Exercise goal:
Could you give the part of the Bordeaux wine passage that opens with "What if I told you these" and closes with "to choose from." again, swapping "Bordeaux" for "Rioja" wherever it appears?
== Passage provided
What if I told you there’s a region with 6th-generation family-owned wineries, passionate young winemakers, and distinctive red and white wines that are truly reflective of their terroir?
What if I told you these wines can be had for under $20? That the reds are ageworthy, but can be drunk now? That the whites are food-friendly and delicious?
Such a region would be hip, right? And then I tell you, “It’s Bordeaux.” And maybe, you roll your eyes. “Oh, that old place?”
Bordeaux has an image problem. This is amazing given that most wine lovers freely acknowledge that it is responsible for some of the world’s great wines.
Bordeaux is rare on by-the-glass lists. I went to nine wine bars and restaurants in a row in San Francisco without seeing a single Bordeaux by the glass, until I hit one place that had an older vintage of a St. Emilion — for $55 a glass. Nothing cheaper, anywhere, even though there are plenty of cheap Bordeaux wines to choose from.
There are a lot of reasons for this, including the constant search for something new. But I’ll give a personal one that may be a little universal: Bordeaux pisses me off.
====
== Supplied data
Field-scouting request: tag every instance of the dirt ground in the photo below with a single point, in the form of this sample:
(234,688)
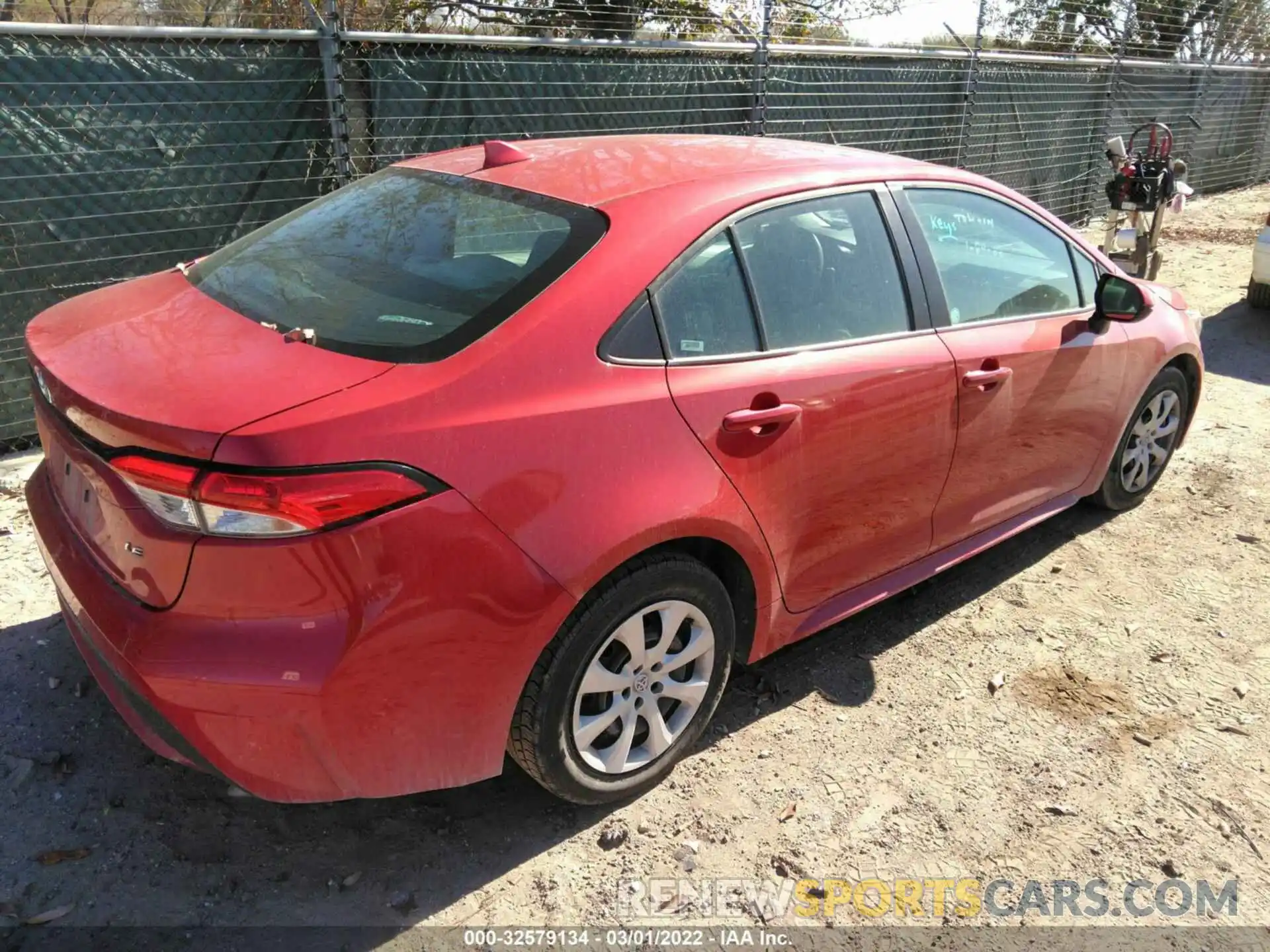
====
Expected answer:
What if I told you these wines can be had for under $20? That the reds are ageworthy, but can be drunk now? That the whites are food-friendly and delicious?
Such a region would be hip, right? And then I tell you, “It’s Rioja.” And maybe, you roll your eyes. “Oh, that old place?”
Rioja has an image problem. This is amazing given that most wine lovers freely acknowledge that it is responsible for some of the world’s great wines.
Rioja is rare on by-the-glass lists. I went to nine wine bars and restaurants in a row in San Francisco without seeing a single Rioja by the glass, until I hit one place that had an older vintage of a St. Emilion — for $55 a glass. Nothing cheaper, anywhere, even though there are plenty of cheap Rioja wines to choose from.